Stored entries
————————

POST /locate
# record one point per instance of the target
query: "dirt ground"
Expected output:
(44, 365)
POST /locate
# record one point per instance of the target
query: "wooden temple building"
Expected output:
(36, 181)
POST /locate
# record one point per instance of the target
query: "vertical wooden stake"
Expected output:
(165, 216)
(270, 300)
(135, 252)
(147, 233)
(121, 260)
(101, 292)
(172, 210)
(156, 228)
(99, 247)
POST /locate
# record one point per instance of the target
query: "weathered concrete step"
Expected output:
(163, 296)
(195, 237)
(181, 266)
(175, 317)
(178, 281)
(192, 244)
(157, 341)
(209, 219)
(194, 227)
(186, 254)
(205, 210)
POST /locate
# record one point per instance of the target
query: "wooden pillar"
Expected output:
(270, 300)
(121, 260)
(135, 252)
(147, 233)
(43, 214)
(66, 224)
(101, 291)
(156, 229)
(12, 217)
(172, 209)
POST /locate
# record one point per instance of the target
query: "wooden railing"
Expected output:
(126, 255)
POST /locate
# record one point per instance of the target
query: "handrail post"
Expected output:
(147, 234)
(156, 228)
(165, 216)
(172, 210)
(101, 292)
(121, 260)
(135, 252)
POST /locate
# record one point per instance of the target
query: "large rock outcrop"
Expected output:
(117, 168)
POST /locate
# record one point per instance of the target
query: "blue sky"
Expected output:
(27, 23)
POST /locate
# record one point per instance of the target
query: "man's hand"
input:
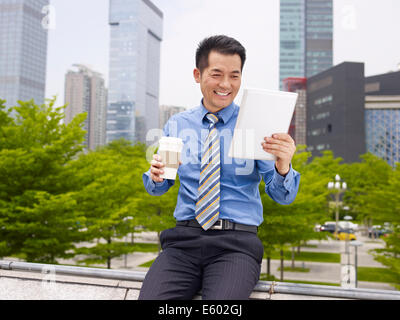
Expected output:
(283, 147)
(156, 168)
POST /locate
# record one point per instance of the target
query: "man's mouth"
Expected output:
(222, 94)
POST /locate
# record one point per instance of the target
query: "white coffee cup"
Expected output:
(170, 149)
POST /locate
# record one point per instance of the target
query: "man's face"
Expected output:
(220, 81)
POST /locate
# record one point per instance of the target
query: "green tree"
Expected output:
(384, 202)
(294, 224)
(109, 196)
(36, 215)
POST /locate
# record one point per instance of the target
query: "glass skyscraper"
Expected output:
(23, 50)
(382, 127)
(306, 38)
(133, 100)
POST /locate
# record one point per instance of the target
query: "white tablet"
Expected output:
(262, 113)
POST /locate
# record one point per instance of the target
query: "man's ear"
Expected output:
(196, 75)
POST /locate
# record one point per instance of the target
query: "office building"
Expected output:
(335, 111)
(134, 69)
(306, 38)
(167, 112)
(85, 92)
(297, 129)
(23, 51)
(382, 116)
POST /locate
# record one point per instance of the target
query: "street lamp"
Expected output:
(339, 187)
(356, 244)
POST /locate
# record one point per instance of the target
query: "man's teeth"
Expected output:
(221, 93)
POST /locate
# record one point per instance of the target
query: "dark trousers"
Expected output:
(222, 264)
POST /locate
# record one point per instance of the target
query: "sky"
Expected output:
(364, 31)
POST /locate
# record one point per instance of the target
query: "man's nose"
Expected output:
(225, 83)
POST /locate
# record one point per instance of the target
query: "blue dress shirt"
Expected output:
(240, 200)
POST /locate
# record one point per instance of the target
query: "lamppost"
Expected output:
(339, 187)
(356, 244)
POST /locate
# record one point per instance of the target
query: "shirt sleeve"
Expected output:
(282, 190)
(158, 188)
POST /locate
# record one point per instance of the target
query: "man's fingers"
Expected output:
(280, 137)
(157, 164)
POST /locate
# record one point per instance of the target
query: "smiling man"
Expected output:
(214, 246)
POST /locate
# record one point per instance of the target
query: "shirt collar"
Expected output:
(225, 114)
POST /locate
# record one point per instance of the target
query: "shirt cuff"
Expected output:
(284, 181)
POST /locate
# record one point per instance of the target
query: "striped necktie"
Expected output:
(207, 206)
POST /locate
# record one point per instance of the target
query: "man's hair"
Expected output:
(221, 44)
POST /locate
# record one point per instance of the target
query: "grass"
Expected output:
(295, 269)
(145, 247)
(264, 277)
(308, 256)
(376, 275)
(147, 264)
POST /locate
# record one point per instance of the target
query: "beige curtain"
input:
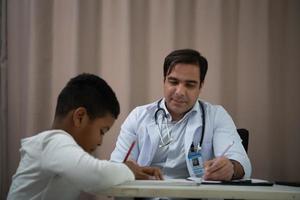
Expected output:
(252, 48)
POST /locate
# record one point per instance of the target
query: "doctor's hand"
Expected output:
(219, 169)
(144, 173)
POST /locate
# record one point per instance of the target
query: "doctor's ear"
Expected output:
(80, 117)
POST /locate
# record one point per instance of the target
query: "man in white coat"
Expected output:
(180, 134)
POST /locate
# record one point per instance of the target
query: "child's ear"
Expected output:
(80, 117)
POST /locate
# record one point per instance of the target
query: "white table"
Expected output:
(136, 189)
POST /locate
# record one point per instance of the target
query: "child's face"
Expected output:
(91, 133)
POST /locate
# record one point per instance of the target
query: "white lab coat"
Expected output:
(220, 131)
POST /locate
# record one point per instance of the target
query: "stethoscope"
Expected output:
(165, 117)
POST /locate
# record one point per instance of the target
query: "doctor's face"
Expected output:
(182, 89)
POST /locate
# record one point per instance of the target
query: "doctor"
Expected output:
(180, 134)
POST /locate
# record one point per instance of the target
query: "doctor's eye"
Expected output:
(172, 81)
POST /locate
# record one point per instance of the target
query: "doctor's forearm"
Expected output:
(238, 170)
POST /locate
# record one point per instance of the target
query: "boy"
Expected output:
(56, 164)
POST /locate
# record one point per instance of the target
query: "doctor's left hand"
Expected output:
(144, 173)
(219, 169)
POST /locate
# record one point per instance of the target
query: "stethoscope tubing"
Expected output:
(165, 116)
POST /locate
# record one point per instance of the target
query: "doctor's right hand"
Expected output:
(144, 173)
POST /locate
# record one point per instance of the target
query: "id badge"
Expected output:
(196, 161)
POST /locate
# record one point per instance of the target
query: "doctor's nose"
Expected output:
(180, 90)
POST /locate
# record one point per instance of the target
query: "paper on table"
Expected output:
(167, 182)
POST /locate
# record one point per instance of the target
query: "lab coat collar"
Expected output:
(194, 109)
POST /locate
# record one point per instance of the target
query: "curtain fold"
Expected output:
(252, 49)
(3, 101)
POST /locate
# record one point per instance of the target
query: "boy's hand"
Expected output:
(144, 173)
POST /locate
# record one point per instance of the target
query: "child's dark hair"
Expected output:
(92, 93)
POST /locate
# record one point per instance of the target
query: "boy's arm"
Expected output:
(64, 157)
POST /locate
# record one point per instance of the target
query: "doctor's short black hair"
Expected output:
(185, 56)
(92, 93)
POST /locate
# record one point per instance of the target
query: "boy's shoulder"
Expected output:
(43, 138)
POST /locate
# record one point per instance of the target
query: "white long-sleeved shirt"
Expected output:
(54, 166)
(142, 126)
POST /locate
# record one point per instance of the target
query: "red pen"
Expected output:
(129, 151)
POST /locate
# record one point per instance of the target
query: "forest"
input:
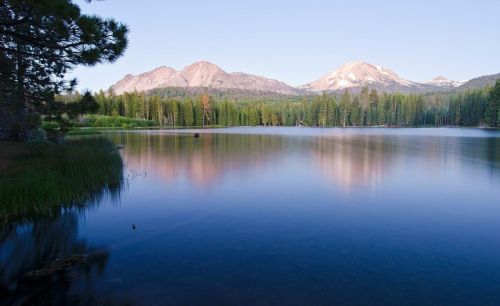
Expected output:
(471, 108)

————————

WORK REQUIRED: The data should be printed again unchanged; leave its pictures out.

EXERCISE SOLUTION:
POST /locate
# record one point per instance of the target
query: "dirt ground"
Expected output:
(44, 365)
POST /locate
# record one point per instance of the target
query: "wooden temple building"
Expected output:
(36, 181)
POST /locate
# record one point per instance of the target
query: "vertical wooden stake"
Expected output:
(165, 216)
(270, 300)
(135, 252)
(147, 233)
(121, 260)
(101, 292)
(172, 210)
(156, 228)
(99, 247)
POST /locate
# record one point per instance of the target
query: "weathered concrete step"
Expected output:
(163, 296)
(195, 237)
(181, 266)
(175, 317)
(178, 281)
(192, 244)
(157, 341)
(209, 219)
(194, 227)
(186, 254)
(205, 210)
POST /locate
# record one point per instance of the target
query: "wooden pillar"
Expected output:
(270, 300)
(121, 260)
(135, 252)
(147, 233)
(43, 214)
(66, 224)
(101, 291)
(156, 229)
(12, 217)
(172, 209)
POST /locate
# record one point per instance of the target
query: "wooden railing"
Expected output:
(126, 255)
POST /locate
# record one point per instance of the target
query: "handrail post"
Expected output:
(147, 234)
(156, 228)
(165, 216)
(172, 210)
(101, 292)
(121, 260)
(135, 252)
POST /locate
# record one point per instance of the target
query: "large rock outcrop"
Expected output:
(117, 168)
POST /locate
# record one point per instance of the target
query: "blue sky"
Expected output:
(27, 23)
POST /locate
# record one point per instance of the target
query: "man's hand"
input:
Expected output:
(283, 147)
(156, 168)
POST /locate
# record one point per instance of the target
query: "man's mouth"
Expected output:
(222, 94)
POST /locate
# record one point per instance of the target
query: "white coffee cup"
Expected output:
(170, 149)
POST /locate
# record one point per instance of the target
query: "man's face"
Expected output:
(220, 81)
POST /locate
# record one point per instance of the target
query: "green tree"
Expected output:
(384, 202)
(294, 224)
(109, 196)
(36, 215)
POST /locate
# record one point per instance of the target
query: "glass skyscraper"
Expected output:
(23, 50)
(382, 127)
(306, 38)
(133, 100)
POST /locate
# record one point per instance of the target
query: "white tablet"
Expected output:
(262, 113)
POST /locate
# record one point per instance of the target
query: "man's ear"
Expected output:
(196, 75)
POST /locate
# record one point per instance of the target
query: "office building"
Expected output:
(335, 111)
(134, 69)
(306, 38)
(167, 112)
(85, 92)
(297, 129)
(23, 51)
(382, 116)
POST /locate
# record one point per instance of the target
query: "street lamp"
Expected output:
(339, 187)
(356, 244)
POST /locate
# record one point per instance of the target
query: "man's teeth"
Expected output:
(221, 93)
POST /locate
# record one point per instance of the target
query: "dark trousers"
Expected output:
(222, 264)
POST /locate
# record one point per instance of the target
query: "sky"
Expected output:
(364, 31)
POST /locate
# record one point per instance of the target
query: "man's nose"
Expected output:
(225, 83)
POST /locate
# record one point per instance of the target
query: "blue dress shirt"
Expected output:
(240, 200)
POST /locate
# record one point per instance of the target
query: "lamppost"
Expected output:
(339, 187)
(356, 244)
POST /locate
# record one point per instance of the target
query: "shirt sleeve"
Expected output:
(282, 190)
(158, 188)
POST /locate
# record one point per instance of the target
query: "man's fingers"
Expected output:
(280, 137)
(157, 164)
POST /locate
# record one point per instance of the target
query: "smiling man"
Expected output:
(214, 246)
POST /locate
# record one point per instance of the target
query: "shirt collar"
Expected output:
(225, 114)
POST /locate
# record one point per instance of the target
query: "shirt cuff"
Expected output:
(284, 181)
POST /locate
# record one point per instance of the target
query: "striped necktie"
Expected output:
(207, 206)
POST /locate
# record one point per instance of the target
query: "man's hair"
Expected output:
(221, 44)
POST /locate
# record one point per instance of the target
query: "grass"
Expected output:
(295, 269)
(145, 247)
(264, 277)
(308, 256)
(376, 275)
(147, 264)
POST /locate
# record one point per instance of the target
query: "beige curtain"
input:
Expected output:
(252, 48)
POST /locate
# record one point per instance of the target
query: "doctor's hand"
Expected output:
(219, 169)
(144, 173)
POST /locate
# record one point per instance of the target
query: "doctor's ear"
Expected output:
(80, 117)
POST /locate
# record one point per instance of the target
query: "man in white coat"
Expected output:
(180, 134)
POST /locate
# record one point per instance of the target
query: "child's ear"
Expected output:
(80, 117)
POST /locate
# record one point per instance of the target
query: "white table"
Expected output:
(136, 189)
POST /locate
# record one point per instance of the target
query: "child's face"
Expected output:
(91, 133)
POST /locate
# record one point per instance of the target
query: "white lab coat"
Expected output:
(220, 131)
POST /locate
# record one point per instance of the target
query: "stethoscope"
Expected output:
(165, 117)
POST /locate
# record one point per instance of the target
query: "doctor's face"
Expected output:
(182, 89)
POST /locate
# record one point per instance of the target
query: "doctor"
Expected output:
(180, 134)
POST /locate
# record one point per instance of the target
query: "doctor's eye"
Expected output:
(172, 81)
POST /locate
# record one point per instance of the target
query: "doctor's forearm"
Expected output:
(238, 170)
POST /locate
# record one point per instance of the target
query: "boy"
Expected output:
(56, 164)
POST /locate
# record one point per instance of the target
query: "doctor's left hand"
Expected output:
(144, 173)
(219, 169)
POST /locate
# record one point per instance of the target
query: "stethoscope tubing"
Expected output:
(165, 116)
POST /locate
# record one point per instance of the target
query: "doctor's right hand"
Expected output:
(144, 173)
POST /locate
# record one point per instance of the target
query: "id badge"
Expected output:
(196, 161)
POST /locate
# record one point per instance of the target
query: "doctor's nose"
Expected output:
(180, 90)
POST /locate
# record one point per instance of the target
query: "paper on table"
Expected output:
(167, 182)
POST /locate
# record one point per instance of the target
query: "lab coat collar"
Expected output:
(194, 109)
POST /locate
# record one point per instance of the target
query: "curtain fold"
Expected output:
(252, 49)
(3, 101)
POST /locate
# record one point per instance of the target
query: "boy's hand"
Expected output:
(144, 173)
POST /locate
# record one point per instance of the target
query: "child's dark hair"
Expected output:
(92, 93)
POST /locate
# record one point per instance of the target
query: "boy's arm"
Expected output:
(64, 157)
POST /locate
# record one point per instance of the target
query: "doctor's short black hair"
Expected output:
(185, 56)
(92, 93)
POST /locate
# record one point per instance of the target
query: "boy's shoulder"
Expected output:
(43, 138)
POST /locate
# record one point per instance of the target
query: "white long-sleeved shirt"
Expected output:
(54, 166)
(142, 126)
POST /locate
# record one point per instance of the target
query: "red pen"
Expected output:
(129, 151)
POST /locate
# record one point per instance of the target
query: "forest"
input:
Expected output:
(471, 108)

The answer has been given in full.